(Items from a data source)
------------------------------------------------

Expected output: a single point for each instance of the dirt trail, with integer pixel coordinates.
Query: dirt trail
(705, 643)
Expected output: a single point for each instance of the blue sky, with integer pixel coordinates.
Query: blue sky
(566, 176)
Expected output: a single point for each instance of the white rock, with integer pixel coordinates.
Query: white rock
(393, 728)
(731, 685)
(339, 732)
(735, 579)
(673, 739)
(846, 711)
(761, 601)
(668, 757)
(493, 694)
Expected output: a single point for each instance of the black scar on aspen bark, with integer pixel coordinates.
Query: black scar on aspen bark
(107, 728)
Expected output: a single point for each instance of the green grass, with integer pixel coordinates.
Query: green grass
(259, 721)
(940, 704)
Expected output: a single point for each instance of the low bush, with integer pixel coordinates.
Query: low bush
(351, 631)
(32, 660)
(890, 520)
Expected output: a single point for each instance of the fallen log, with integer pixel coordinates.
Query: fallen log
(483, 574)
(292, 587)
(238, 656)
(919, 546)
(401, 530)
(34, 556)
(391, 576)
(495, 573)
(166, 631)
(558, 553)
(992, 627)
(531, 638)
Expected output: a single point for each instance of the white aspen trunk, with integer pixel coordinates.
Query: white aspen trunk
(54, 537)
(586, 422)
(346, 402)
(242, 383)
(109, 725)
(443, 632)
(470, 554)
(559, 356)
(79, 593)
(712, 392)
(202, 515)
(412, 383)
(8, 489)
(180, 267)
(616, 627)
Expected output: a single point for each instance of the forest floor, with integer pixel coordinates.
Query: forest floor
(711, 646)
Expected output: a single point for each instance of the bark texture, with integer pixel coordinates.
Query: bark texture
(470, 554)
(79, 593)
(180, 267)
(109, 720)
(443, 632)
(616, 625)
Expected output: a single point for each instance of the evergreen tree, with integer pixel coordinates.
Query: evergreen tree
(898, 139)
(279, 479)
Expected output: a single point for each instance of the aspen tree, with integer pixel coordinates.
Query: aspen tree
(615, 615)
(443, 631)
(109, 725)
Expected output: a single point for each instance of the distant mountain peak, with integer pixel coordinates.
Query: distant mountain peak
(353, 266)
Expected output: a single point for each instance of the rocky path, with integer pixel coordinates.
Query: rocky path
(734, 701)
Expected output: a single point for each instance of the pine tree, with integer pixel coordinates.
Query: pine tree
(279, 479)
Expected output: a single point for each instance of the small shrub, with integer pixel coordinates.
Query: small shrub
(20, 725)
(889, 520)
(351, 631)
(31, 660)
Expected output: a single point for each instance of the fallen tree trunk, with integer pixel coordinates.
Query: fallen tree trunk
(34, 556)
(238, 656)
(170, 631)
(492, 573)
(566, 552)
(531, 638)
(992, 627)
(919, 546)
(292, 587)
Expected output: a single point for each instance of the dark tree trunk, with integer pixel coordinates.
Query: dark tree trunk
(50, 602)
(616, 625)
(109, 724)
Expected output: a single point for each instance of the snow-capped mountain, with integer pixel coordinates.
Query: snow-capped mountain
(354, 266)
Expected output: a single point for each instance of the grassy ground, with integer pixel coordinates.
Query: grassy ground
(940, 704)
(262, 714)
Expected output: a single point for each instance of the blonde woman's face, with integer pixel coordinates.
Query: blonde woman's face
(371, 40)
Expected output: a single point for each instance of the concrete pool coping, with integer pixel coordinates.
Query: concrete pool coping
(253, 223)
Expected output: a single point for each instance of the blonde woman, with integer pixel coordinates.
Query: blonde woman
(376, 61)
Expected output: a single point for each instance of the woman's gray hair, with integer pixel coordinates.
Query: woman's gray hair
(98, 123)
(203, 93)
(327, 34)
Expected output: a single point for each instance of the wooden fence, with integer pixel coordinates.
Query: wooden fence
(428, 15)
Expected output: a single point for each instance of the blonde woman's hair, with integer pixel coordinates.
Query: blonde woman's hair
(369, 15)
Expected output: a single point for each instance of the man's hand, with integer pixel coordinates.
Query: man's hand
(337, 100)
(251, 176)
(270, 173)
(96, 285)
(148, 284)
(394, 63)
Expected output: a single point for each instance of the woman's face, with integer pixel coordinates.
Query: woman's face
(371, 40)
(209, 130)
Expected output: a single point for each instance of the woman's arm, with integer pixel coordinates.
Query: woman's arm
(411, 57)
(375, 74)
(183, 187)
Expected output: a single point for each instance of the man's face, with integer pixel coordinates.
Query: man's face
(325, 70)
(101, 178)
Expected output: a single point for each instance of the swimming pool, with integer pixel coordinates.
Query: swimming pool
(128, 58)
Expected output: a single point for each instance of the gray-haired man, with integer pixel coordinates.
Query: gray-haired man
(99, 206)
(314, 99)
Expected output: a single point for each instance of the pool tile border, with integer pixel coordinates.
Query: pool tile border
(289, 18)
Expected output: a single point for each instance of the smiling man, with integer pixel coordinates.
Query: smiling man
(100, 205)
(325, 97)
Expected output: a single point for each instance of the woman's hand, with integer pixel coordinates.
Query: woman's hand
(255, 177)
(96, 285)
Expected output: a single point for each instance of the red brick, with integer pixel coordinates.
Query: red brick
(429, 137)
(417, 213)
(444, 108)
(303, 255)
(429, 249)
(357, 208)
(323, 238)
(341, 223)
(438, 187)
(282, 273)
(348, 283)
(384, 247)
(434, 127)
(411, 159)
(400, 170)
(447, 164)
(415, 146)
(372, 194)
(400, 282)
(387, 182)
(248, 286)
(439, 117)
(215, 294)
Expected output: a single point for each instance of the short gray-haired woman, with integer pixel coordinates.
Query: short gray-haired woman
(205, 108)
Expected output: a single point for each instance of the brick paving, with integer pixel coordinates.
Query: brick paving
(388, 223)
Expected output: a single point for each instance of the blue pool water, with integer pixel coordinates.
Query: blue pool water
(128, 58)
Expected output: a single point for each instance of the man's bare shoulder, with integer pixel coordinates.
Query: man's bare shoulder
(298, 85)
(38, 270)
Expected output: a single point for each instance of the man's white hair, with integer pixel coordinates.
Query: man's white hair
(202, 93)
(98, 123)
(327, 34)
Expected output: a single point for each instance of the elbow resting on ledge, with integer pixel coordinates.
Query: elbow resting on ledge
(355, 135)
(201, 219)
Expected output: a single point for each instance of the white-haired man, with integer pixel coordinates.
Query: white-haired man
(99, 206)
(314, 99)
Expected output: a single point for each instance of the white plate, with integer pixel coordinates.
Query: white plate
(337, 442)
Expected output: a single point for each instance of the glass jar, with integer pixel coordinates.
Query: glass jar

------------------------------------------------

TASK GOAL
Down to the last line, restate the records exactly.

ANSWER BOX
Expected output: a single point for each instance of the dirt trail, with integer pixel coordinates.
Query: dirt trail
(705, 643)
Expected output: a single point for each instance of the blue sky, with integer pixel coordinates.
Query: blue sky
(566, 176)
Expected output: a single point for each instance of the white rock, with integer pixel coordinates.
Query: white rock
(393, 728)
(731, 685)
(339, 732)
(735, 579)
(673, 739)
(846, 711)
(761, 601)
(668, 757)
(493, 694)
Expected output: a single point for each instance of the black scar on aspen bark, with integer pixel coordinates.
Query: black scar on aspen bark
(107, 728)
Expected output: a single point for each instance of the green grass, with integer pixel coordinates.
Query: green grass
(259, 721)
(940, 704)
Expected output: a single point for each instance of the low bush, with integer pixel coordinates.
Query: low bush
(351, 631)
(32, 660)
(890, 520)
Expected output: a single point for each instance of the fallen log, with integer pixel coordinates.
Query: fallen log
(483, 574)
(292, 587)
(238, 656)
(919, 546)
(401, 530)
(34, 556)
(391, 576)
(495, 573)
(166, 631)
(558, 553)
(992, 627)
(531, 638)
Expected output: a single point for each instance of the white aspen trunk, with integer pixel coordinates.
Query: white aspen trunk
(54, 537)
(586, 422)
(346, 402)
(242, 383)
(109, 725)
(443, 632)
(470, 554)
(559, 356)
(79, 593)
(712, 392)
(202, 515)
(412, 383)
(8, 489)
(180, 267)
(616, 627)
Expected output: a single point for each instance of the forest floor, with integer pixel coordinates.
Query: forest floor
(711, 646)
Expected output: a single point for each instance of the bark texture, with integer pixel coordinates.
Query: bark texture
(470, 554)
(79, 593)
(180, 267)
(109, 720)
(443, 632)
(616, 625)
Expected output: a single point for each instance of the evergreen tree, with integer pixel coordinates.
Query: evergreen tree
(898, 139)
(279, 479)
Expected output: a single point for each instance of the aspen tree, with integer pixel coordinates.
Query: aspen tree
(615, 615)
(443, 631)
(109, 725)
Expected output: a single point for each instance of the distant mountain peak, with integer pixel coordinates.
Query: distant mountain peak
(353, 266)
Expected output: a single point for each instance of the rocky path, with integer pixel coordinates.
Query: rocky path
(734, 701)
Expected output: a single point for each instance of the pine tree, with integer pixel coordinates.
Query: pine tree
(279, 479)
Expected output: a single point for each instance of the small shrub, with integer pixel coordinates.
Query: small shrub
(20, 725)
(889, 520)
(351, 631)
(31, 660)
Expected output: a single point for each instance of the fallen tree trunk, with integer pixel coordinates.
Query: fallen tree trunk
(34, 556)
(238, 656)
(170, 631)
(492, 573)
(566, 552)
(531, 638)
(992, 627)
(919, 546)
(292, 587)
Expected output: a single point for each instance of the dark tree trunk, with integer pixel coordinates.
Query: dark tree trunk
(50, 602)
(616, 625)
(109, 724)
Expected output: a single point for each instance of the snow-capped mountain, with integer pixel coordinates.
Query: snow-capped mountain
(354, 266)
Expected output: a single point for each instance of the grassy ground, with integer pixel coordinates.
Query: grassy ground
(940, 704)
(262, 714)
Expected output: a single point for each instance of the blonde woman's face, with integer pixel coordinates.
Query: blonde woman's face
(371, 40)
Expected output: a single point for each instance of the concrete pool coping, with integer pixel coordinates.
Query: concrete pool coping
(253, 223)
Expected output: a single point for each instance of the blonde woman, with integer pixel coordinates.
Query: blonde woman
(376, 61)
Expected output: a single point for each instance of the woman's gray hair, with integer pixel coordinates.
Query: woman's gray hair
(98, 123)
(203, 93)
(327, 34)
Expected output: a single point for each instance of the wooden fence, with integer pixel coordinates.
Query: wooden fence
(428, 15)
Expected output: a single point for each instance of the blonde woman's hair, with integer pixel coordinates.
Query: blonde woman's hair
(369, 15)
Expected output: a single point for each instance of the man's hand, with integer pixel coordinates.
Query: man's hand
(337, 100)
(251, 176)
(270, 173)
(96, 285)
(148, 284)
(394, 63)
Expected output: a single point for each instance of the woman's face, with integer pixel coordinates.
Query: woman's face
(371, 40)
(209, 130)
Expected output: a single point for each instance of the woman's arm, with integer pixel coordinates.
Query: woman's arm
(411, 57)
(375, 74)
(183, 187)
Expected output: a single point for each instance of the man's face, with integer pixel coordinates.
Query: man's face
(325, 70)
(101, 178)
Expected output: a single point for each instance of the swimming pool, with integer pixel coordinates.
Query: swimming pool
(128, 58)
Expected output: a single point for each instance of the gray-haired man, with integer pixel coordinates.
Query: gray-haired man
(99, 206)
(314, 99)
Expected output: a single point for each instance of the pool tile border, with integer pixel coordinates.
Query: pool tile border
(289, 18)
Expected output: a single point for each instance of the smiling man, with integer pixel coordinates.
Query: smiling man
(100, 205)
(325, 97)
Expected output: a single point for each instance of the woman's hand, with integer pixel coordinates.
Query: woman's hand
(255, 177)
(96, 285)
Expected output: a single point for each instance of the red brick, with integer pixel coordinates.
Query: red brick
(429, 137)
(417, 213)
(444, 108)
(303, 255)
(429, 249)
(357, 208)
(323, 238)
(341, 223)
(438, 187)
(282, 273)
(348, 283)
(384, 247)
(434, 127)
(411, 159)
(400, 170)
(447, 164)
(415, 146)
(372, 194)
(400, 282)
(387, 182)
(248, 286)
(439, 117)
(215, 294)
Expected output: a single point for each instance of the short gray-haired woman, with integer pixel coordinates.
Query: short gray-haired woman
(205, 108)
Expected output: a single point for each instance of the brick paving, with integer pixel coordinates.
Query: brick paving
(388, 223)
Expected output: a single point for each instance of the blue pool water, with integer pixel coordinates.
Query: blue pool water
(128, 58)
Expected output: a single point for each instance of the man's bare shoulder, with integer pixel coordinates.
Query: man's bare shoulder
(298, 85)
(38, 270)
Expected output: a single point for each instance of the man's white hair, with integer pixel coordinates.
Query: man's white hair
(202, 93)
(98, 123)
(327, 34)
Expected output: a single point for each instance of the elbow resting on ledge, with integer pixel coordinates.
Query: elbow resting on ledge
(355, 135)
(201, 219)
Expected output: a single point for each instance of the white-haired man, with integer pixel coordinates.
Query: white-haired man
(99, 206)
(314, 99)
Expected output: a single point for each instance of the white plate, with integer pixel coordinates.
Query: white plate
(337, 442)
Expected output: a single point for each instance of the glass jar, with integer pixel coordinates.
Query: glass jar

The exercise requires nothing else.